= Supplied text =
========
Deadlock pattern: it is very similar to the above case, just the SubPlan appear in HashJoin's plan qual (not join filter).

## Case 5: outer & SubPlan in Target List

create table t_motion_deadlock_1(a int, b int);
create table t_motion_deadlock_2(a int, b int);
create table t_motion_deadlock_3(a int, b int);

insert into t_motion_deadlock_1 select i,i from generate_series(1, 30000)i;
delete from t_motion_deadlock_1 where gp_segment_id <> 1;
insert into t_motion_deadlock_2 select i,i from generate_series(1, 30)i;
insert into t_motion_deadlock_3 select i,i from generate_series(1, 10000)i;

-- hash join
explain (costs off, verbose)
select
  (select count(1) from t_motion_deadlock_3 z where z.a < x.a + y.b ) s
from t_motion_deadlock_1 x join t_motion_deadlock_2 y on x.b = y.a;

                                   QUERY PLAN
--------------------------------------------------------------------------------
 Gather Motion 3:1  (slice1; segments: 3)
   Output: ((SubPlan 1))
   ->  Hash Join
         Output: (SubPlan 1)
         Hash Cond: (x.b = y.a)
         ->  Redistribute Motion 3:3  (slice3; segments: 3)
               Output: x.a, x.b
               Hash Key: x.b
               ->  Seq Scan on public.t_motion_deadlock_1 x
                     Output: x.a, x.b
         ->  Hash
               Output: y.b, y.a
               ->  Seq Scan on public.t_motion_deadlock_2 y
                     Output: y.b, y.a
         SubPlan 1
           ->  Aggregate
                 Output: count(1)
                 ->  Result
                       Filter: (z.a < (x.a + y.b))
                       ->  Materialize
                             Output: z.a
                             ->  Broadcast Motion 3:3  (slice2; segments: 3)
                                   Output: z.a
                                   ->  Seq Scan on public.t_motion_deadlock_3 z
                                         Output: z.a
 Optimizer: Postgres query optimizer

Deadlock pattern:
  1. Hash Join fetch a tuple from its outer via Motion
  2. match a tuple and return to its parent
  3. The parent needs to evaluate the target list which contains a SubPlan with Motion
    1. note the SubPlan has a materialize over broadcast to make it rescannable
## Case 6: outer & check option SubPlans

create table t1(a int);
create table t2(a int);
create table t3(a int);

create view mv as
select a from t1
where exists (select 1 from t2 where t2.a = t1.a)
========
Segmentation mask data
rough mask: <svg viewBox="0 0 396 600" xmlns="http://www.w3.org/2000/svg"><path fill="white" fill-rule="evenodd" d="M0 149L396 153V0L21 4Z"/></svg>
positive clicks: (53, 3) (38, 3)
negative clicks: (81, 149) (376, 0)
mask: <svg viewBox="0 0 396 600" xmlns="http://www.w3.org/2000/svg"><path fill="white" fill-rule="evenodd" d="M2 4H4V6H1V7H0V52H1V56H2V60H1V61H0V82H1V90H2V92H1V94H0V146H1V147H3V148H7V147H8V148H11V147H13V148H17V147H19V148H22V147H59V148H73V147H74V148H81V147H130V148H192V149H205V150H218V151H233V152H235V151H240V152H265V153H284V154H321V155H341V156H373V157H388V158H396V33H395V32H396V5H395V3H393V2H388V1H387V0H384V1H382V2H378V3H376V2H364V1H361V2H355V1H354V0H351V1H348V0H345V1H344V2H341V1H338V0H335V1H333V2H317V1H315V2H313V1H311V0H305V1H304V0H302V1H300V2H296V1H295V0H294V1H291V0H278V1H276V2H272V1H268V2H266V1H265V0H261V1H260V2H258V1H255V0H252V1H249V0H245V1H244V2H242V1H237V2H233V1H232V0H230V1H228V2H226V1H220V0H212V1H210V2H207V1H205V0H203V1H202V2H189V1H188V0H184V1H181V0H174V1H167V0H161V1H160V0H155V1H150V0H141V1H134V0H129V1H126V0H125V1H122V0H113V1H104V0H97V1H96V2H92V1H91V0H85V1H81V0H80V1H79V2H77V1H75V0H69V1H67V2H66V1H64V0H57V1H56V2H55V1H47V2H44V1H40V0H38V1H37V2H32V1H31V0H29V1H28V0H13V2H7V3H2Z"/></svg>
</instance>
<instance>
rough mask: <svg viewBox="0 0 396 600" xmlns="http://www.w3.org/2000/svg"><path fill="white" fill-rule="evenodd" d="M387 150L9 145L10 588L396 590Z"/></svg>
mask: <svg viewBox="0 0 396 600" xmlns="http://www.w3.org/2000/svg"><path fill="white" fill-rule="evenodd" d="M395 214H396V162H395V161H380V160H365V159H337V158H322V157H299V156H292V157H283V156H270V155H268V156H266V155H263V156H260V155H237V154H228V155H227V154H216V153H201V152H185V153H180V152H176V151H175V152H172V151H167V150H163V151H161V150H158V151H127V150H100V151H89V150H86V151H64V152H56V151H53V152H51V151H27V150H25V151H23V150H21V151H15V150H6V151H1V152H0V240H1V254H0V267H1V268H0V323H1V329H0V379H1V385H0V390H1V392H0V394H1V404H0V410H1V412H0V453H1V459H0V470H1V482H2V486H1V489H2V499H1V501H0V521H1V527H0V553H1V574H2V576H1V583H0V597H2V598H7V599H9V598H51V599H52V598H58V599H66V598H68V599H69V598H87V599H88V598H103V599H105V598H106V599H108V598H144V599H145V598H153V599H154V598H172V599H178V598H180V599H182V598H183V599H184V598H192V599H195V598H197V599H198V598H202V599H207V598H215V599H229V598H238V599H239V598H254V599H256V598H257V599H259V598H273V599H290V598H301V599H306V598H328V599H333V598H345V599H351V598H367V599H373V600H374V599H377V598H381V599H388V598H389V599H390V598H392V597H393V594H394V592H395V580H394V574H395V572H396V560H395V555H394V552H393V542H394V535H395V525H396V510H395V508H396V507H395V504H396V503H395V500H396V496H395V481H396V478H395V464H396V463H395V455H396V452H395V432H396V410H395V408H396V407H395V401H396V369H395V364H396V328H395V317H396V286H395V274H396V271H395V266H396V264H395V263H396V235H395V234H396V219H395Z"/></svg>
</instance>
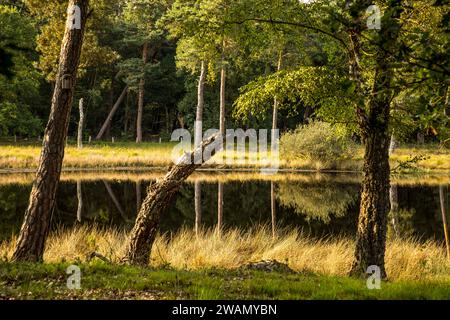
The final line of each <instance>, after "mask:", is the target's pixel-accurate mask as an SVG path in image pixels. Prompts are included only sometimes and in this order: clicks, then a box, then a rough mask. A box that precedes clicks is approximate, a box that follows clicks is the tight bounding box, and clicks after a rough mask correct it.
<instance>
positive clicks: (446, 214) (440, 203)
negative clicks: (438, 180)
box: [439, 185, 450, 259]
mask: <svg viewBox="0 0 450 320" xmlns="http://www.w3.org/2000/svg"><path fill="white" fill-rule="evenodd" d="M439 203H440V205H441V214H442V225H443V227H444V237H445V246H446V248H447V258H448V259H450V239H449V234H448V225H447V214H446V212H445V200H444V186H442V185H440V186H439Z"/></svg>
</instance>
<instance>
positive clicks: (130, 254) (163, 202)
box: [123, 134, 223, 265]
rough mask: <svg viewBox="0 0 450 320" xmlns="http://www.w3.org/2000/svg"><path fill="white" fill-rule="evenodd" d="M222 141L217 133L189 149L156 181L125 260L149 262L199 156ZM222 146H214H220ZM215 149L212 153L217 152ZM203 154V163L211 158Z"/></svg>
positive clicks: (139, 217) (144, 207) (137, 220)
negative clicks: (195, 162)
mask: <svg viewBox="0 0 450 320" xmlns="http://www.w3.org/2000/svg"><path fill="white" fill-rule="evenodd" d="M216 143H217V144H218V146H219V147H220V148H221V147H222V145H223V139H222V137H221V136H220V135H218V134H216V135H214V136H212V137H210V138H208V139H206V140H204V141H203V142H202V144H201V146H199V147H198V148H196V149H195V150H194V151H193V152H190V153H186V154H185V155H184V156H183V157H182V158H181V159H180V160H179V161H178V163H177V164H176V165H175V166H174V167H172V168H171V169H170V171H169V172H168V173H167V174H166V175H165V177H164V178H162V179H160V180H158V181H156V182H155V183H154V184H152V185H151V186H150V187H149V188H148V190H147V196H146V198H145V200H144V202H143V203H142V205H141V209H140V210H139V213H138V216H137V218H136V223H135V225H134V227H133V230H132V231H131V235H130V240H129V242H128V244H127V249H126V255H125V257H124V259H123V260H124V261H125V262H128V263H130V264H135V265H146V264H147V263H148V262H149V258H150V253H151V249H152V246H153V242H154V241H155V237H156V234H157V232H158V226H159V221H160V217H161V215H162V214H163V213H164V212H165V211H166V210H167V207H168V206H169V205H170V203H171V200H172V198H173V197H174V195H175V193H176V192H177V191H178V189H179V188H180V186H181V184H182V183H183V181H185V180H186V179H187V178H188V177H189V176H190V175H191V174H192V173H193V172H194V171H195V169H197V168H199V167H200V166H201V164H197V163H195V161H194V160H195V159H198V157H201V155H200V154H202V155H203V154H204V151H205V149H206V148H207V147H209V146H211V145H213V144H216ZM217 149H218V148H214V150H217ZM214 153H215V151H213V152H212V153H211V156H213V155H214ZM202 158H203V163H204V162H206V161H208V160H209V159H208V158H204V157H202Z"/></svg>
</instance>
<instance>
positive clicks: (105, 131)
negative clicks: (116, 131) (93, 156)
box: [95, 86, 128, 140]
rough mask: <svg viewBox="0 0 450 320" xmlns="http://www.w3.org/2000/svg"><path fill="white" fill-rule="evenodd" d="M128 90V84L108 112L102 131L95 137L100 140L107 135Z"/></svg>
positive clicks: (101, 127)
mask: <svg viewBox="0 0 450 320" xmlns="http://www.w3.org/2000/svg"><path fill="white" fill-rule="evenodd" d="M127 91H128V86H125V88H124V89H123V90H122V93H121V94H120V96H119V98H118V99H117V101H116V103H115V104H114V106H113V107H112V109H111V111H110V112H109V114H108V117H106V120H105V122H104V123H103V125H102V127H101V128H100V131H99V132H98V134H97V137H95V139H96V140H100V139H101V138H103V136H104V135H105V132H106V130H107V129H108V126H109V124H110V123H111V121H112V118H113V117H114V115H115V114H116V112H117V110H118V109H119V107H120V105H121V103H122V102H123V100H124V99H125V96H126V94H127Z"/></svg>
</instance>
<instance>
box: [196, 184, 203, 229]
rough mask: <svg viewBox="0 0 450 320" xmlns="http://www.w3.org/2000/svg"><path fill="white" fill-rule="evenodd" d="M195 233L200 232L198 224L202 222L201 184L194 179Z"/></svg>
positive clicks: (199, 224) (201, 202) (201, 189)
mask: <svg viewBox="0 0 450 320" xmlns="http://www.w3.org/2000/svg"><path fill="white" fill-rule="evenodd" d="M194 192H195V195H194V203H195V205H194V206H195V234H196V235H197V236H198V235H199V233H200V226H201V223H202V185H201V183H200V181H195V191H194Z"/></svg>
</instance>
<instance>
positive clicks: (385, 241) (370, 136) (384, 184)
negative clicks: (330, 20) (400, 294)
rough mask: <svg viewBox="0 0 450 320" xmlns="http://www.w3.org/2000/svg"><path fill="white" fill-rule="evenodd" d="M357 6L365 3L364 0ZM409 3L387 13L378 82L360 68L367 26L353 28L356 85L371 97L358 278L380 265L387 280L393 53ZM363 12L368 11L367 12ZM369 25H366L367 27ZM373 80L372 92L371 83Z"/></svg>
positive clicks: (358, 113)
mask: <svg viewBox="0 0 450 320" xmlns="http://www.w3.org/2000/svg"><path fill="white" fill-rule="evenodd" d="M354 5H356V6H360V5H361V2H355V3H354ZM402 10H403V6H402V4H401V1H400V2H399V3H392V4H391V7H390V8H387V9H386V10H385V12H389V14H386V15H385V16H384V17H383V27H382V28H381V30H379V36H378V37H379V39H380V40H379V43H378V46H379V49H378V52H377V54H376V55H375V60H374V69H373V81H370V80H367V79H365V78H364V76H363V75H362V72H361V70H360V68H361V66H360V58H359V57H360V47H361V45H360V43H359V40H360V38H361V32H362V30H361V29H360V30H358V29H356V30H355V29H352V30H349V34H350V40H351V52H350V53H351V59H350V61H349V62H350V72H351V76H352V78H353V80H354V81H355V83H356V85H357V86H356V87H357V90H358V91H357V92H358V94H359V95H361V96H365V103H364V106H363V105H361V104H360V105H359V106H358V108H357V116H358V124H359V127H360V131H361V136H362V140H363V142H364V146H365V153H364V166H363V171H364V178H363V182H362V193H361V204H360V211H359V218H358V230H357V235H356V248H355V260H354V262H353V264H352V268H351V271H350V274H351V275H354V276H359V277H360V276H364V277H365V276H366V271H367V269H368V267H369V266H377V267H378V268H379V270H380V273H381V277H382V278H383V279H385V278H387V274H386V269H385V259H384V258H385V251H386V235H387V218H388V214H389V210H390V201H389V189H390V167H389V131H388V127H389V119H390V116H389V114H390V105H391V101H392V98H393V96H394V92H393V90H392V87H391V83H392V78H393V63H394V62H395V59H396V58H395V57H394V56H393V53H395V52H398V46H399V44H398V37H399V33H400V29H401V26H400V24H399V18H400V15H401V12H402ZM362 14H363V13H362ZM363 28H365V26H364V27H363ZM369 84H370V86H371V91H370V92H369V93H367V92H366V89H365V87H368V86H369Z"/></svg>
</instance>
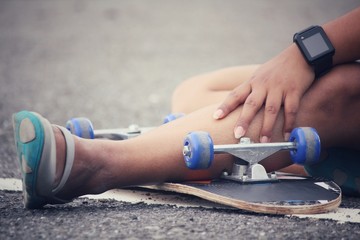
========
= Tasks =
1. From the motion deadlock text, reproduce everything from "-- hash join" down to "3:3  (slice3; segments: 3)".
2. Write out everything in the records from the very start down to the line containing "positive clicks: (53, 3) (38, 3)", both ends included.

= Expected responses =
1.
-- hash join
explain (costs off, verbose)
select
  (select count(1) from t_motion_deadlock_3 z where z.a < x.a + y.b ) s
from t_motion_deadlock_1 x join t_motion_deadlock_2 y on x.b = y.a;

                                   QUERY PLAN
--------------------------------------------------------------------------------
 Gather Motion 3:1  (slice1; segments: 3)
   Output: ((SubPlan 1))
   ->  Hash Join
         Output: (SubPlan 1)
         Hash Cond: (x.b = y.a)
         ->  Redistribute Motion 3:3  (slice3; segments: 3)

2.
rough mask: <svg viewBox="0 0 396 600" xmlns="http://www.w3.org/2000/svg"><path fill="white" fill-rule="evenodd" d="M0 149L396 153V0L21 4Z"/></svg>
positive clicks: (53, 3) (38, 3)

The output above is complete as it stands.